* PAGE EXCERPT:
# # #

The functions of the blood in the body and how the heart works

What are the functions of blood in the body?

The blood is responsible for carrying oxygen to all the cells of the body. So oxygen is the fuel that all tissues need to live.

The blood is filled with oxygen in the lungs, passes through the heart and from there it is propelled to all the tissues (the whole body), once the body takes all the oxygen from the blood, that blood that is without oxygen returns to the heart , from where it is pushed back to the lungs, so that it is refilled with oxygen, returns to the heart and is expelled again throughout the body.

So the heart plays a very important role in the body and its function is closely related to the lungs and some alteration in its shape or structure leads to this blood pumping cycle not being fulfilled in an ideal way.

How does a normal heart work?

The normal heart has 4 chambers: two atria at the top and two ventricles at the bottom (see figure 1). The two atria are separated from each other by the interatrial septum, and the two ventricles are separated by the interventricular septum.

Blood passes from the right atrium to the right ventricle across the tricuspid valve, and from the left atrium to the left ventricle across the mitral valve.

The mechanism of blood distribution in the body by the heart:

The right side of the heart (right atrium and right ventricle) receives blood from all over the body through the superior vena cava (SVC) and inferior vena cava (IVC) and sends it through the pulmonary artery (PA) to the lungs, where the blood (more specifically the red blood cells) take the oxygen, to then return to the left side of the heart (left atrium and left ventricle) through the pulmonary veins (VPI) and from there it is sent through the aorta artery (AO ) to the whole body.

# # #

* STUDY QUESTIONS:
**A.** Reproduce word for word the part of the passage on blood and the heart that starts with the words "Blood passes from" and finishes with "the mitral valve.".
**B.** Using the passage on blood and the heart, answer these questions:
(i) How many chambers does the normal heart have?
(ii) Which valve does blood cross from the left atrium to the left ventricle?
(iii) Through which vessel does the right side of the heart send blood to the lungs?

# # #

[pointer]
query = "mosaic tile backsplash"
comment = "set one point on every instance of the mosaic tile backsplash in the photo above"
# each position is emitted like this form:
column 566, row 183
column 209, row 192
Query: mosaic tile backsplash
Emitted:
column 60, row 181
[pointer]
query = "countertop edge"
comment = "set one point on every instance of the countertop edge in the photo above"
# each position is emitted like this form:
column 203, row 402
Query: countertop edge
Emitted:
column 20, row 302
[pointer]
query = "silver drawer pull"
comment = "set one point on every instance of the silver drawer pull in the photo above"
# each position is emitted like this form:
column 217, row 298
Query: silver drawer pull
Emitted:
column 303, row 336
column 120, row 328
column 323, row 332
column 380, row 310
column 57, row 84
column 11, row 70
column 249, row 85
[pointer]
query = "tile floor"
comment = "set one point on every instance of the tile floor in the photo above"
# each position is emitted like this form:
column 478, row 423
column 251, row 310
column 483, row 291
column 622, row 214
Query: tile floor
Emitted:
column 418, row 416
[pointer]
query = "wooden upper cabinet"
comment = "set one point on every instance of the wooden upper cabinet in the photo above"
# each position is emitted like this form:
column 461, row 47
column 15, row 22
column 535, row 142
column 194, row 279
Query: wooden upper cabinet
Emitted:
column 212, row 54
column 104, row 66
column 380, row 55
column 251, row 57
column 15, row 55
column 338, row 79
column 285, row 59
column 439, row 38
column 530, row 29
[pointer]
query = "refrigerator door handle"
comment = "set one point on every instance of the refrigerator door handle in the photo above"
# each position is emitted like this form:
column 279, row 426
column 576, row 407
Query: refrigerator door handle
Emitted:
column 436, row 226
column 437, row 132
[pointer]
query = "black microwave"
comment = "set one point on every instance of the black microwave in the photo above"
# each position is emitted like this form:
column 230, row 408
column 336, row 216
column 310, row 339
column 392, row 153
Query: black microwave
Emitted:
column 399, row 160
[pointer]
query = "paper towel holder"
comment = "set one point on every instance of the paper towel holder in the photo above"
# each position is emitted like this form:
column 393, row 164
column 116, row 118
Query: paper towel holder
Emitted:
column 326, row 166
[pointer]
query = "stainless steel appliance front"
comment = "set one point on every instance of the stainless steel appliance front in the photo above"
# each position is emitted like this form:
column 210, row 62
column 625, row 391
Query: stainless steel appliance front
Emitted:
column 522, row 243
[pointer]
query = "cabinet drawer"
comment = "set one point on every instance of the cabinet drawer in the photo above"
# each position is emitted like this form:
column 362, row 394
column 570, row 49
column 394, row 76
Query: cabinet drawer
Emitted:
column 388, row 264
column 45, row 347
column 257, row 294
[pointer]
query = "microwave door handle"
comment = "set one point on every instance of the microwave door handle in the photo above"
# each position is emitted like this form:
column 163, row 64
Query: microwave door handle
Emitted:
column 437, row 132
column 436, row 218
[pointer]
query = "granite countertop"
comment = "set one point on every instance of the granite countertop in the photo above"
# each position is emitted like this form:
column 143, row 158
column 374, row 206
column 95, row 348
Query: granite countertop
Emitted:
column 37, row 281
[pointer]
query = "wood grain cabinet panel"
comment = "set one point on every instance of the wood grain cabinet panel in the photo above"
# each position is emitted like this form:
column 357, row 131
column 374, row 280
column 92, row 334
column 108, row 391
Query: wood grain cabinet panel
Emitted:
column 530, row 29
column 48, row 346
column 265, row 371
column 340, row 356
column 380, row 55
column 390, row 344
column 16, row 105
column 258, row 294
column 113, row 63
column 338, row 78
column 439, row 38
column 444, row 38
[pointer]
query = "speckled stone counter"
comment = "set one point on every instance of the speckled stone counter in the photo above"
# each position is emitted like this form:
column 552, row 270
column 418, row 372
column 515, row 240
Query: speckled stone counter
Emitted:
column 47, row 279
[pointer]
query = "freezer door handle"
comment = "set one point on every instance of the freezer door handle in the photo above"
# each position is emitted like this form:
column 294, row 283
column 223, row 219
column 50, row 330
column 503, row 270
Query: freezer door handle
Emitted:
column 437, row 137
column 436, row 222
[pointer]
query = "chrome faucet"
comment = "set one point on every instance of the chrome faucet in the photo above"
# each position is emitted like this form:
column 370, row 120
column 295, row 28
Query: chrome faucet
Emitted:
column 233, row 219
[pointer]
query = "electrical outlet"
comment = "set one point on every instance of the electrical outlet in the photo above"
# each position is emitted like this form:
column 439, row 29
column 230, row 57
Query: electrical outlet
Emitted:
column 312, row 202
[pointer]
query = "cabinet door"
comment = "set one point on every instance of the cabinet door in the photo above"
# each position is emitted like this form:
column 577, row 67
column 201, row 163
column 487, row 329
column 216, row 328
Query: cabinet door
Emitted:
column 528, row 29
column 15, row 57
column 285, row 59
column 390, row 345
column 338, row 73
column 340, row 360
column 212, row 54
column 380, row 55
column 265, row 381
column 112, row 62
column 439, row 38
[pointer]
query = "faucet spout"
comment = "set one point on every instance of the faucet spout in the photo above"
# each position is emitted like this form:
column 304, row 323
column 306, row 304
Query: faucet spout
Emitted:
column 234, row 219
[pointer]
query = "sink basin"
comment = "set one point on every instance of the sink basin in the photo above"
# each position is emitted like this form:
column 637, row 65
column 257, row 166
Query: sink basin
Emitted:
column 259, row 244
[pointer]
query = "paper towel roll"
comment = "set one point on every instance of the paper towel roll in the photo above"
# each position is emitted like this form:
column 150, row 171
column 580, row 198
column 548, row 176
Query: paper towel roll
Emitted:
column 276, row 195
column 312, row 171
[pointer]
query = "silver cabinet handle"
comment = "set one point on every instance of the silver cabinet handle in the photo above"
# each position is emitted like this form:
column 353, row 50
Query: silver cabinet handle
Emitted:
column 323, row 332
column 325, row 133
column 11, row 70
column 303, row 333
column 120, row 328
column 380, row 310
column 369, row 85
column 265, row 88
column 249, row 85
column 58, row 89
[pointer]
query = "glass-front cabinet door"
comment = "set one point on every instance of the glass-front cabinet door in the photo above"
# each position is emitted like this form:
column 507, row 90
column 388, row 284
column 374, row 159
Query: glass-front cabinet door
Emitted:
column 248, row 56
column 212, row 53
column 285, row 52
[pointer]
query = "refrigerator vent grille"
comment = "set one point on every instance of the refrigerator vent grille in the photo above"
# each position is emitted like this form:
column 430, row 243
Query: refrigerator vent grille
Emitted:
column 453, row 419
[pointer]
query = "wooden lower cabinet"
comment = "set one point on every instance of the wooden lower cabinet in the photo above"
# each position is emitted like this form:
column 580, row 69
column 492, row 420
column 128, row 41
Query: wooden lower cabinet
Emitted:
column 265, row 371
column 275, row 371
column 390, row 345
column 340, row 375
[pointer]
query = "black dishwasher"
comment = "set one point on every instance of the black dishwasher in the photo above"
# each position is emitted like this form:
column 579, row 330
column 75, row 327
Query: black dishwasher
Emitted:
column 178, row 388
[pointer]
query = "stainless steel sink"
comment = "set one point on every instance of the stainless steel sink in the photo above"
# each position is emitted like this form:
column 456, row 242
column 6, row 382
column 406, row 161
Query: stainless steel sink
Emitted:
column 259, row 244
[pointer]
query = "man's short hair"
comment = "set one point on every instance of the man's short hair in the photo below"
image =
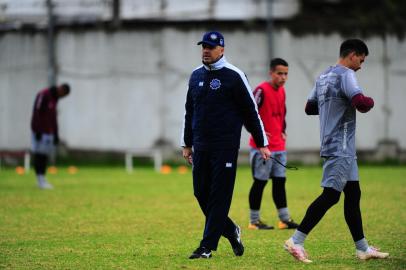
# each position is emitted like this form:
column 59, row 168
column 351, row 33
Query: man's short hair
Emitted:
column 353, row 45
column 276, row 62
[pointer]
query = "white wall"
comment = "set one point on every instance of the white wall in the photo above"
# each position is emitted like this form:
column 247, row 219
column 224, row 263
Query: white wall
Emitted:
column 129, row 87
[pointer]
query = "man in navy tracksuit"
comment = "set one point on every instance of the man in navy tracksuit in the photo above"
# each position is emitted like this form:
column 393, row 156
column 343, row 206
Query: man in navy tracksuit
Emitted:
column 218, row 103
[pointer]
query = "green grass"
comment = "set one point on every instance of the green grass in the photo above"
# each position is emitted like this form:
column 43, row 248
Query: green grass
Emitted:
column 103, row 218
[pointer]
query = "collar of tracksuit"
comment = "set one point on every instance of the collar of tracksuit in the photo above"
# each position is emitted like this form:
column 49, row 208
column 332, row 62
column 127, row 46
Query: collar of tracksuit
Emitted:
column 219, row 64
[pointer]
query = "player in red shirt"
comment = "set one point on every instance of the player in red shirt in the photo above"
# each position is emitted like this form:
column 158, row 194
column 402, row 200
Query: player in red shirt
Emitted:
column 270, row 98
column 44, row 127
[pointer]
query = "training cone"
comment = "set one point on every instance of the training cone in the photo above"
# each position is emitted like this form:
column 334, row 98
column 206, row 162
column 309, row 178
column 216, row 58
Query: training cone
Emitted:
column 166, row 169
column 52, row 170
column 72, row 170
column 182, row 169
column 20, row 170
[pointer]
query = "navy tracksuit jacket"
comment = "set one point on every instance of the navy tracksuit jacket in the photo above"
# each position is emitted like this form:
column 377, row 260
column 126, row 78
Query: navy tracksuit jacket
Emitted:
column 219, row 102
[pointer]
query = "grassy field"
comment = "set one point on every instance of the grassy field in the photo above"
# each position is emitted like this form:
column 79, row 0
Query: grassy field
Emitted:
column 103, row 218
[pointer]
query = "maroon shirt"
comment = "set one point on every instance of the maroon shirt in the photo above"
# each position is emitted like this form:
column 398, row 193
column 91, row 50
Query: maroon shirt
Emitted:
column 44, row 113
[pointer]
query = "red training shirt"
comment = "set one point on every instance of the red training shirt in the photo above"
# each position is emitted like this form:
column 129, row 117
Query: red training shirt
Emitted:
column 272, row 109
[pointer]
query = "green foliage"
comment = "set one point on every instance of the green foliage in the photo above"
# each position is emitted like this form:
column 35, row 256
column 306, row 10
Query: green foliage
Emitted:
column 103, row 218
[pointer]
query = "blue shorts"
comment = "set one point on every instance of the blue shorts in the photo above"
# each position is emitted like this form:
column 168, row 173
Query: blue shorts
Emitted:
column 338, row 170
column 44, row 146
column 265, row 169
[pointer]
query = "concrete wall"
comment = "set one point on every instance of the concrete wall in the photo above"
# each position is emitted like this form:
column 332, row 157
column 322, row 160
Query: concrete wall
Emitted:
column 129, row 87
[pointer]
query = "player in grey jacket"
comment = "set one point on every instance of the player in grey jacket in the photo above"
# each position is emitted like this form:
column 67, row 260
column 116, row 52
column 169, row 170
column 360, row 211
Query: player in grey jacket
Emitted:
column 335, row 98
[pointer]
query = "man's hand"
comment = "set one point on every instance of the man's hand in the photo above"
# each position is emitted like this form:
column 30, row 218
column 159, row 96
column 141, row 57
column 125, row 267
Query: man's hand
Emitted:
column 265, row 153
column 56, row 139
column 188, row 154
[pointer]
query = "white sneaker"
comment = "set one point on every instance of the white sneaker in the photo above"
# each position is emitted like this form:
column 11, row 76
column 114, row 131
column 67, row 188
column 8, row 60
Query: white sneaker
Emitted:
column 45, row 185
column 371, row 253
column 297, row 251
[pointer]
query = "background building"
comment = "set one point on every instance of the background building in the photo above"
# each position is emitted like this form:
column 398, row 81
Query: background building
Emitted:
column 128, row 63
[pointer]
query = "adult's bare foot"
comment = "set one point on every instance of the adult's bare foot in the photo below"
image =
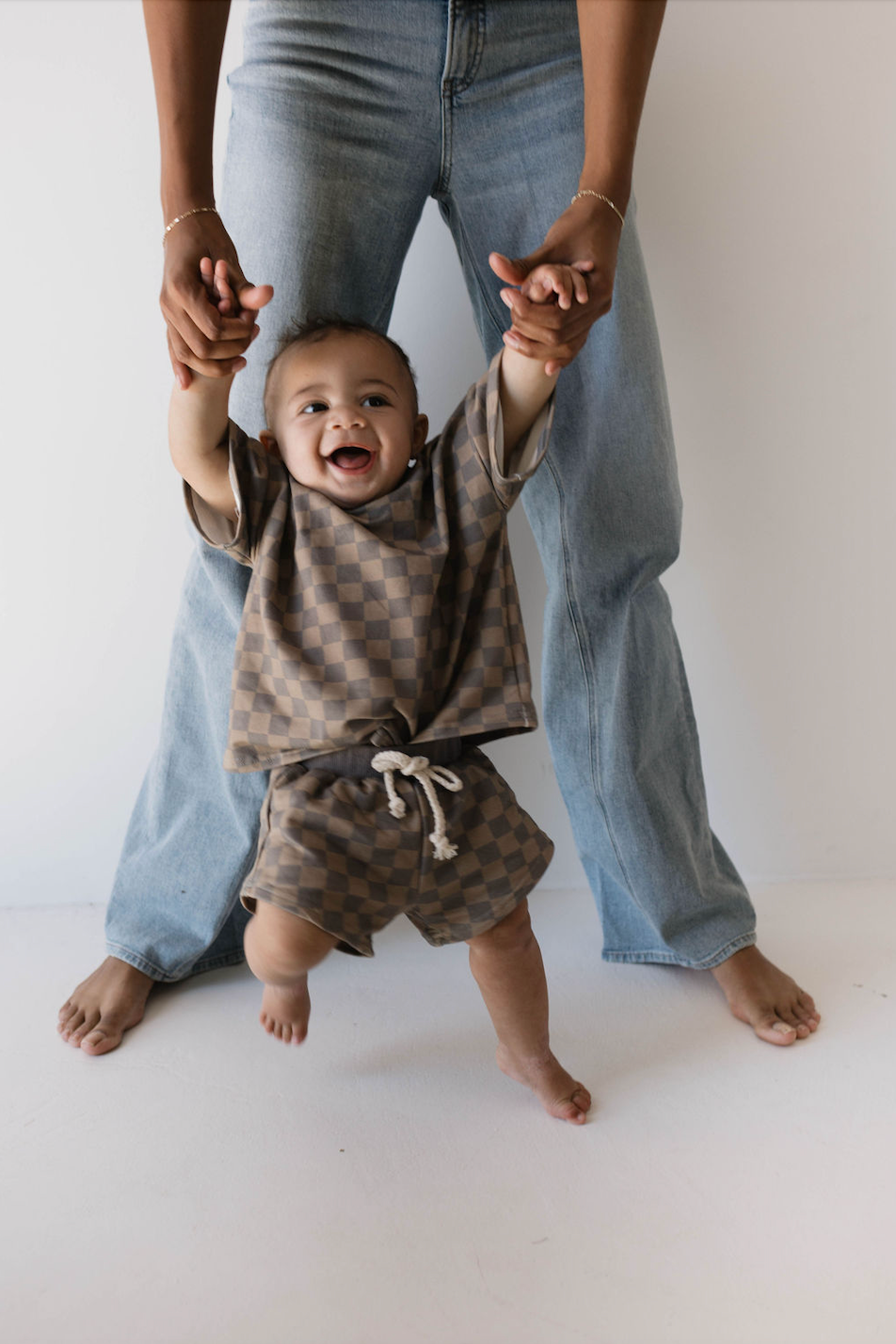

# # #

* OUTPUTS IN ORDER:
**A.**
Blood passes from the right atrium to the right ventricle across the tricuspid valve, and from the left atrium to the left ventricle across the mitral valve.

**B.**
(i) Four: two atria and two ventricles.
(ii) The mitral valve.
(iii) The pulmonary artery (PA).